▶ Directions:
Reproduce the profile of architect Michael Pawlyn in full, word for word.

[Selected passage start]

"All of my work is motivated by frustration with the word 'sustainable.' The word suggests something that is merely adequate, but we should be looking for truly regenerative solutions. We have moved from controlling nature to learning from its elements, but today we should be looking for complete reconciliation with the natural world."
Michael PAWLYN
Michael Pawlyn is a British architect and one of today’s leading ecological architects who practice biomimicry. His biomimetic architectural designs are inspired by the genius of nature, not just its forms but above all its processes, the functioning of its ecosystems, which are complex and richly regenerative in contrast to current human systems, which are linear and extractive. Pawlyn pushes architectural practice beyond the concept of “sustainability” and proposes a bold set of regenerative principles that have the potential to transform the way we design, create and manage our buildings, infrastructure and communities. He is also known for initiating the “Architects Declare a Climate and Biodiversity Emergency” movement in the UK in 2018, which inspired over 6,000 companies in 26 countries to sign up to the declaration. As a central member of the Grimshaw Architects team, he was involved in a radical transformation of the garden architecture of the Eden Project in Cornwall in 1999-2001, where he designed geodesic dome structures composed of hexagons and pentagons inspired by carbon molecules, the shapes of sea urchins and dragonfly wings, for the biome designs of the warm and humid tropics; the domes, which are unusually light, are self-heating, using passive solar principles. In 2007, Pawlyn founded Exploration Architecture and has established a reputation as a leader in the field of biomimetic architecture. He lectures widely internationally on biomimicry and innovative approaches to sustainability.
In 2007, he spoke at Google's annual Zeitgeist conference, and in 2011, he became one of the few architects to have his talk published on TED.com. That same year, Pawlyn's book Biomimicry in Architecture, published by the Royal Institute of British Architects, which paves the way for a positive future designed to function like nature. Pawlyn is one of the founders of The Sahara Forest project (2013) in Qatar, which proposes a way to supply the arid desert landscape with fresh water, food and renewable energy. In 2022, he published a book with Sarah Ichioky Flourish: Design Paradigms for Our Planetary Emergency. This conversation was led by Biomimicry Institute Director Megan Schuknecht with Michael Pawlyn on July 30, 2017. Translation: Jiří Zemánek.

[Selected passage end]
[Entries provided start]

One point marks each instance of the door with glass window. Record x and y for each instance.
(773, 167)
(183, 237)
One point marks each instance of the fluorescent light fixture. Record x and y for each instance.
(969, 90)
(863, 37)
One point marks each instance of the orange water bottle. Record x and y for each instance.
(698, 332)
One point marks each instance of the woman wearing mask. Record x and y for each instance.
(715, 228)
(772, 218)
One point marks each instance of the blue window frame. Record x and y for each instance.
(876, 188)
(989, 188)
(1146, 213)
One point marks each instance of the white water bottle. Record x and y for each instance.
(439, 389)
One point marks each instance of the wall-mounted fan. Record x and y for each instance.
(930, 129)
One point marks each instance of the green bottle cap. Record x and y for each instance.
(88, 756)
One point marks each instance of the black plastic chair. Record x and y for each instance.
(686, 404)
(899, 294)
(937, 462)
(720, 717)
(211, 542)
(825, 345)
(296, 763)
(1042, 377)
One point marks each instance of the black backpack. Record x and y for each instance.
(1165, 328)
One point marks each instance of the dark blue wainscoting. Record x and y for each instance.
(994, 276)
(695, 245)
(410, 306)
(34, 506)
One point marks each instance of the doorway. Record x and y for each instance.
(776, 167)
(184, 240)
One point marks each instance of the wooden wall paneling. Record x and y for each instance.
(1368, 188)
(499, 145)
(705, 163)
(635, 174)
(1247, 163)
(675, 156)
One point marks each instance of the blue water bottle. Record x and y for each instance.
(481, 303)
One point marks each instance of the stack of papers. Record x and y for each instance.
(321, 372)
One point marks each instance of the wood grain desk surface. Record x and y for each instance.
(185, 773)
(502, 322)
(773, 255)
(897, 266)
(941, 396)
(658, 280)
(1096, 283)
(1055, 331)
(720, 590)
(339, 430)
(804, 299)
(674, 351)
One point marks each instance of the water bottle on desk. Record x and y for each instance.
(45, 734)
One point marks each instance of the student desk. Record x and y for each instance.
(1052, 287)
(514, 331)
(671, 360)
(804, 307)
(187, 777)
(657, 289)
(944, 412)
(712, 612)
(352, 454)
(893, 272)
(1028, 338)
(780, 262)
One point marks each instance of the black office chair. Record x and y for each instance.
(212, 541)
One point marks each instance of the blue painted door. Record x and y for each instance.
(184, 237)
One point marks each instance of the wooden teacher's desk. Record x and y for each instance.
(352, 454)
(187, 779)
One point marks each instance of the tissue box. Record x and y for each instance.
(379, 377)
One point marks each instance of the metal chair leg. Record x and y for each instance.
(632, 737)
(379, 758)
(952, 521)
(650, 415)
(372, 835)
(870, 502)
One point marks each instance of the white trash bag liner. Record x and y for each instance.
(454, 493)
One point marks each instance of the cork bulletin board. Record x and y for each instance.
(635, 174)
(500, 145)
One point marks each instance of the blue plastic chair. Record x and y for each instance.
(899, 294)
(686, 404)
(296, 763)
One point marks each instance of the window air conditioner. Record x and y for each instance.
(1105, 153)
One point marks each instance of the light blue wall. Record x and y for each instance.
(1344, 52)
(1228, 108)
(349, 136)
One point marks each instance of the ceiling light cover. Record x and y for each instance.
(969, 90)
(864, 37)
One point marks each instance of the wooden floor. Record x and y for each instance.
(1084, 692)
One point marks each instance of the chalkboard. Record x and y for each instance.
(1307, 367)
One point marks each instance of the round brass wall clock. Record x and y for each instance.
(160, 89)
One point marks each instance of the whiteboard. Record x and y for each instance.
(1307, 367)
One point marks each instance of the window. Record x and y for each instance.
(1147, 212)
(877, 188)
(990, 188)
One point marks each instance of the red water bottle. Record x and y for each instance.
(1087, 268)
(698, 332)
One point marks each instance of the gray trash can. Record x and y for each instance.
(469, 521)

[Entries provided end]

▶ Output for this task:
"All of my work is motivated by frustration with the word 'sustainable.' The word suggests something that is merely adequate, but we should be looking for truly regenerative solutions. We have moved from controlling nature to learning from its elements, but today we should be looking for complete reconciliation with the natural world."
Michael PAWLYN
Michael Pawlyn is a British architect and one of today’s leading ecological architects who practice biomimicry. His biomimetic architectural designs are inspired by the genius of nature, not just its forms but above all its processes, the functioning of its ecosystems, which are complex and richly regenerative in contrast to current human systems, which are linear and extractive. Pawlyn pushes architectural practice beyond the concept of “sustainability” and proposes a bold set of regenerative principles that have the potential to transform the way we design, create and manage our buildings, infrastructure and communities. He is also known for initiating the “Architects Declare a Climate and Biodiversity Emergency” movement in the UK in 2018, which inspired over 6,000 companies in 26 countries to sign up to the declaration. As a central member of the Grimshaw Architects team, he was involved in a radical transformation of the garden architecture of the Eden Project in Cornwall in 1999-2001, where he designed geodesic dome structures composed of hexagons and pentagons inspired by carbon molecules, the shapes of sea urchins and dragonfly wings, for the biome designs of the warm and humid tropics; the domes, which are unusually light, are self-heating, using passive solar principles. In 2007, Pawlyn founded Exploration Architecture and has established a reputation as a leader in the field of biomimetic architecture. He lectures widely internationally on biomimicry and innovative approaches to sustainability.
In 2007, he spoke at Google's annual Zeitgeist conference, and in 2011, he became one of the few architects to have his talk published on TED.com. That same year, Pawlyn's book Biomimicry in Architecture, published by the Royal Institute of British Architects, which paves the way for a positive future designed to function like nature. Pawlyn is one of the founders of The Sahara Forest project (2013) in Qatar, which proposes a way to supply the arid desert landscape with fresh water, food and renewable energy. In 2022, he published a book with Sarah Ichioky Flourish: Design Paradigms for Our Planetary Emergency. This conversation was led by Biomimicry Institute Director Megan Schuknecht with Michael Pawlyn on July 30, 2017. Translation: Jiří Zemánek.